[Exercise instructions]
Output all of the material beneath this line exactly as it is.

[Input]

========

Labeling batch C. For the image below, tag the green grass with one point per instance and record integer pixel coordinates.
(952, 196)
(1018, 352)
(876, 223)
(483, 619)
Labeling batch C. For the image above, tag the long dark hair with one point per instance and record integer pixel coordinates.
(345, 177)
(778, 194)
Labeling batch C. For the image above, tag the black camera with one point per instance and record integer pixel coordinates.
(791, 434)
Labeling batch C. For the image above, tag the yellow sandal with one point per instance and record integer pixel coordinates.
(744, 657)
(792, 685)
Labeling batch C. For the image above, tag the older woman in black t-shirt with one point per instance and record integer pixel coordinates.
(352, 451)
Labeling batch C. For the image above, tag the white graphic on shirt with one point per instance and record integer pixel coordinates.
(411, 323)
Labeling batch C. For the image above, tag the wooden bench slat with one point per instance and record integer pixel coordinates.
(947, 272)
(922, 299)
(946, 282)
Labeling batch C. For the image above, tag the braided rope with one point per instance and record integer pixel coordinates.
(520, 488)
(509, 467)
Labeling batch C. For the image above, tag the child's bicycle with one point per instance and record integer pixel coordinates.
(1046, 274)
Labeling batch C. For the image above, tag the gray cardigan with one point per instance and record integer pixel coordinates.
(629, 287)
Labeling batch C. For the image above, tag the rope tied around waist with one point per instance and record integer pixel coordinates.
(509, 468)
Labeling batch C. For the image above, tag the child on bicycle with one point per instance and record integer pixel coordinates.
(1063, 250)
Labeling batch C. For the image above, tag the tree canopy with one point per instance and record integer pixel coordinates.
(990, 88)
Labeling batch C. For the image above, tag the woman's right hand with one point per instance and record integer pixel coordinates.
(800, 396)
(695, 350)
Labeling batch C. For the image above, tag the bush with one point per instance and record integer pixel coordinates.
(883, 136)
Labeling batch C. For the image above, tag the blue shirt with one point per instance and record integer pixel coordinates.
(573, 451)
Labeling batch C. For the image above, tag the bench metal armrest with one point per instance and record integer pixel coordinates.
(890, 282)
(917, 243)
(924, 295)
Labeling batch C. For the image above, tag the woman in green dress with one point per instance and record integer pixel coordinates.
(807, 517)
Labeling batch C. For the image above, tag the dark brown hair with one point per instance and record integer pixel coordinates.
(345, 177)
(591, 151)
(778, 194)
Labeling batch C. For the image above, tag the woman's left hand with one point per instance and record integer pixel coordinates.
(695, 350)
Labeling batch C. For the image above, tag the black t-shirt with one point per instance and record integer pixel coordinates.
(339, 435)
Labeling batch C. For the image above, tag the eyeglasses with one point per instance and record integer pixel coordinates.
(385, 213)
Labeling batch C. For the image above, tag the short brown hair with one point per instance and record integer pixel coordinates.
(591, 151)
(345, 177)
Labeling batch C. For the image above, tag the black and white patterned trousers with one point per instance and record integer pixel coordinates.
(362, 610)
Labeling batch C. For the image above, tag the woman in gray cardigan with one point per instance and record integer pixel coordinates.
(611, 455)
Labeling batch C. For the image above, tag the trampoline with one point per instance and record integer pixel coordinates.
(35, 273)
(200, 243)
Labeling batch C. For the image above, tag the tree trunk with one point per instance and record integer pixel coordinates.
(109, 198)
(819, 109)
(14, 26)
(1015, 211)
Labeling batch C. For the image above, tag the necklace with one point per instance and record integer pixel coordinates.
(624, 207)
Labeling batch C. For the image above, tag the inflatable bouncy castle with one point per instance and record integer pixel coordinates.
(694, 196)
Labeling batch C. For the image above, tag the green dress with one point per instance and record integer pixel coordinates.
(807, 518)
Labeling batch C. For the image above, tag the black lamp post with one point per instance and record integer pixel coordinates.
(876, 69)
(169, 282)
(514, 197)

========

[Output for this exercise]
Labeling batch C. For the image below, tag the green grass with one point per instance and record integer pixel coordinates.
(952, 196)
(1018, 352)
(876, 223)
(483, 619)
Labeling batch C. For the image above, tag the long dark hair with one point per instance and record integer pixel coordinates.
(345, 177)
(778, 194)
Labeling batch C. For the image above, tag the black camera with one point per instance and record integer pixel coordinates.
(791, 434)
Labeling batch C. For the image above, tag the yellow sandal with one point per instance and record integer pixel coordinates.
(744, 657)
(792, 685)
Labeling batch C. For the image above, tag the older woman in black t-shirt with one point per instance and record integer pixel coordinates.
(352, 451)
Labeling batch C. For the image above, tag the white graphic on shirt with one point per instance and record integer pixel coordinates.
(411, 323)
Labeling batch C. For the image above, tag the wooden bench slat with one point per instance and record integer pixel coordinates.
(947, 272)
(922, 299)
(946, 282)
Labeling batch C. For the image above, tag the braided rope with one point per instance and record integer pixel coordinates.
(520, 488)
(509, 467)
Labeling batch C. For the image above, tag the child's bicycle with one point per instance and record integer pixel coordinates.
(1046, 274)
Labeling batch C. For the image above, tag the gray cardigan with one point per instance and record integer pixel coordinates.
(629, 287)
Labeling batch C. For the image above, tag the rope tied around waist with one point per instance and record integer pixel coordinates.
(509, 468)
Labeling batch C. For the image above, tag the child on bicycle with one point per instance and record integer pixel coordinates.
(1063, 250)
Labeling batch C. For the image above, tag the tree canopy with one point per instance and record integer pixel coordinates.
(990, 88)
Labeling batch C. For the image above, tag the woman's right hand with one point per instance and record integer pixel coordinates.
(800, 396)
(695, 350)
Labeling batch C. For the image above, tag the bush with one point per instance and record integer pixel coordinates.
(883, 136)
Labeling batch C. For the image above, tag the blue shirt with one point per instance and record integer pixel coordinates.
(573, 451)
Labeling batch C. For the image above, tag the bench metal armrest with one point per instance and record integer pixel coordinates.
(890, 282)
(917, 243)
(924, 295)
Labeling batch C. For the image above, tag the woman in green dress with one point per instance and record integer pixel coordinates.
(807, 517)
Labeling batch C. For the image above, tag the dark brown hair with one point per instance and record integer pixel coordinates.
(345, 177)
(591, 151)
(778, 194)
Labeling batch C. For the image above, tag the woman's left hand with one point per instance and record integer pixel coordinates.
(695, 350)
Labeling batch C. For the image above, tag the black t-shirt with one point per instance and record integer pixel coordinates.
(339, 435)
Labeling batch C. For the image above, tag the eyeglasses with one point per instance and record integer pixel coordinates.
(385, 213)
Labeling batch C. For the image above, tag the short brown hair with one point per instance and record integer pixel coordinates.
(591, 151)
(345, 177)
Labeling batch C. For the image above, tag the black and white patterned trousers with one point per instance and record integer pixel coordinates.
(362, 610)
Labeling batch C. For the image above, tag the woman in gray cardigan with one point per instance and record integer pixel coordinates.
(611, 455)
Labeling batch C. For the image above, tag the trampoline with one point per instance and record integer pixel coordinates.
(35, 273)
(200, 243)
Labeling batch C. For the image above, tag the tree trunk with one point per instance and record integer pixel coordinates.
(109, 198)
(819, 109)
(14, 26)
(1015, 211)
Labeling batch C. For the image above, tag the necklace with one point per instance and record integer pixel coordinates.
(624, 207)
Labeling batch C. For the image above, tag the inflatable bouncy castle with one point per instance and record integer pixel coordinates.
(694, 196)
Labeling batch C. For the image above, tag the green dress with one point per instance and record integer pixel coordinates.
(807, 518)
Labeling batch C. For the image above, tag the black lamp post with one point per instance and record integer pixel coordinates.
(876, 69)
(169, 282)
(514, 197)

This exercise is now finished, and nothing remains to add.